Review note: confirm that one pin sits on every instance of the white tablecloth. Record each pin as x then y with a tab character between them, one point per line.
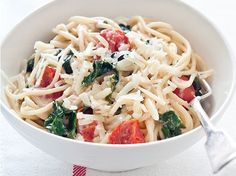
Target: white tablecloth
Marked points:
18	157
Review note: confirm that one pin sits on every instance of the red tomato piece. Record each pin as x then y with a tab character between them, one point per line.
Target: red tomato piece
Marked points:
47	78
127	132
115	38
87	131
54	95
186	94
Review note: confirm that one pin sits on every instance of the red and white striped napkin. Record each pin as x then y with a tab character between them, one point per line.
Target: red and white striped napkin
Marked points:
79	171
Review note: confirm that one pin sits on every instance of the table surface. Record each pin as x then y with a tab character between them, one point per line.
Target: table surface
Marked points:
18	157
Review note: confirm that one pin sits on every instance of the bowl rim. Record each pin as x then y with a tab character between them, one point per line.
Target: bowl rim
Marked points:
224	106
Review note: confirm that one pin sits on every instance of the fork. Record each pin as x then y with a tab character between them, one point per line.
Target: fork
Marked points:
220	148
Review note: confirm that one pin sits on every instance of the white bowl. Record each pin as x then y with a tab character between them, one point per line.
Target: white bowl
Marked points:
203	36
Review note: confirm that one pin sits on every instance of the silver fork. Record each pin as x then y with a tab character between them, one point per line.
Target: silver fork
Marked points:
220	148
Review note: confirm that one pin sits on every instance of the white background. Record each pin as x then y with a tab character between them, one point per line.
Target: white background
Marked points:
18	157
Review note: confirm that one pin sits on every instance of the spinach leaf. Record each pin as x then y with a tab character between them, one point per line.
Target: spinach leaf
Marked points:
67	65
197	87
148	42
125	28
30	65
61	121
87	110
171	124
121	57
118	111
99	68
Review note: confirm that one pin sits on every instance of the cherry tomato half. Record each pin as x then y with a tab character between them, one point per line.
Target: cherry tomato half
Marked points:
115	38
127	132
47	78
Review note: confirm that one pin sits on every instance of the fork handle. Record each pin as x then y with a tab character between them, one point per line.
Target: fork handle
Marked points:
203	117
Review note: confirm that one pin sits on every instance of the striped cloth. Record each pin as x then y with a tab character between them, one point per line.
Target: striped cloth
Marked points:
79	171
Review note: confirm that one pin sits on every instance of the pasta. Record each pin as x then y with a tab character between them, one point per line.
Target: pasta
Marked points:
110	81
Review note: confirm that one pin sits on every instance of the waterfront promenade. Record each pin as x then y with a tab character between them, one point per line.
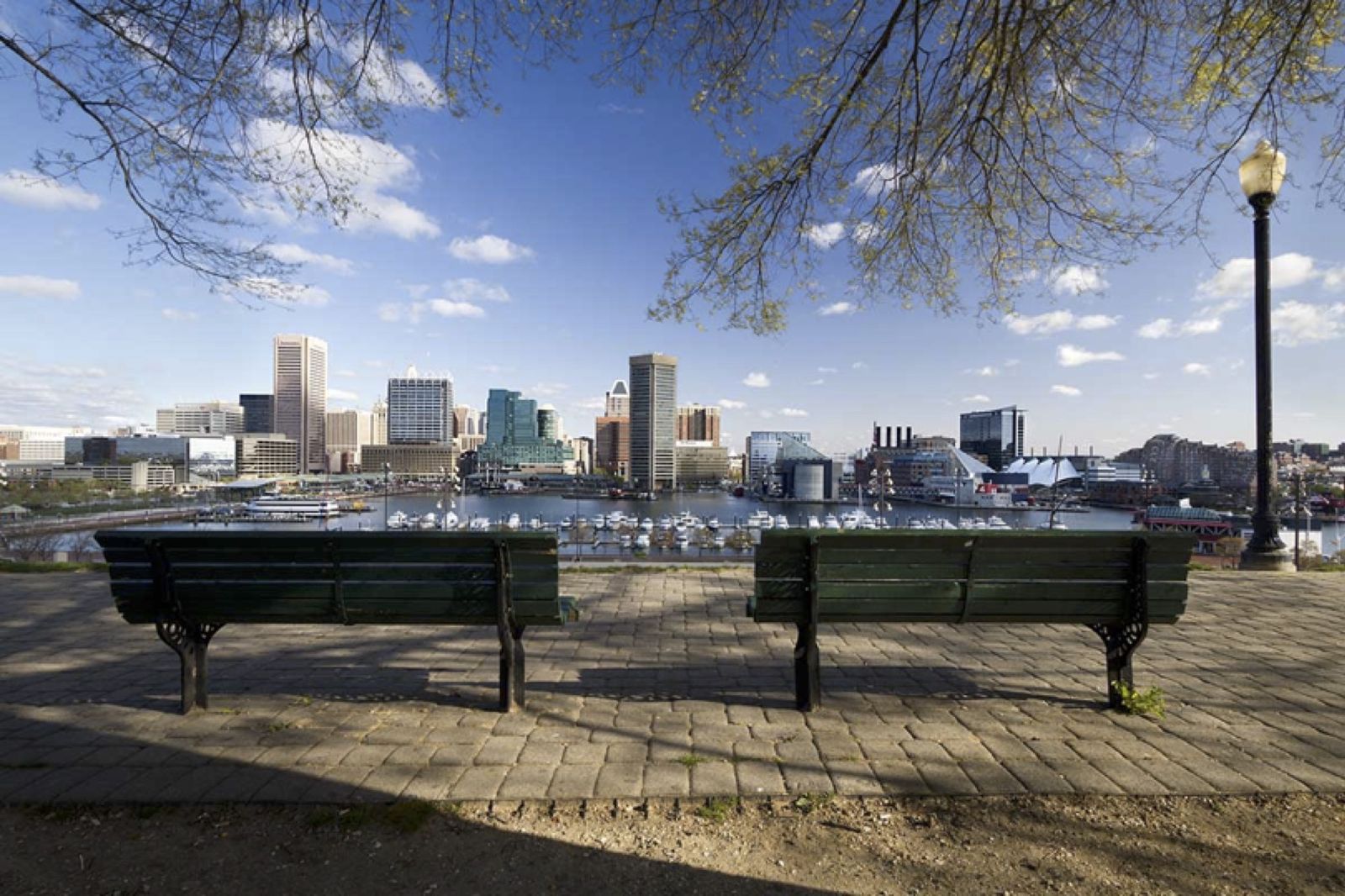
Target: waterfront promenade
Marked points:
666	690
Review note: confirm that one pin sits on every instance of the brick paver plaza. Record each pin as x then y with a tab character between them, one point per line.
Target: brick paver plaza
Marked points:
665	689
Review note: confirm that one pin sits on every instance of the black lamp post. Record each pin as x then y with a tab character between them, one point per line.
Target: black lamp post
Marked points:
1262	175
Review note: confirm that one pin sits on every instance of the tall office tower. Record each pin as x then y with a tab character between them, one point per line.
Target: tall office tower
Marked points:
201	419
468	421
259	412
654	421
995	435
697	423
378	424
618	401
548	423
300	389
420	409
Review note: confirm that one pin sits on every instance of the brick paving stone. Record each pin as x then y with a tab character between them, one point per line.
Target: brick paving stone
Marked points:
========================================================================
PROBLEM DESCRIPTION — Return each line in the records that holds the string "brick".

ANSWER BOX —
Review note: confirm that one pin sits on every instance of the brick paver plaza. Record each pin as x then y with a tab character between them, one point per line.
Target: brick paver plaza
Review note: confirm that one pin sits on every instance of the brick paving stone. Record each pin as x then y with a tab character between them, one point per line.
Target: brick paving stone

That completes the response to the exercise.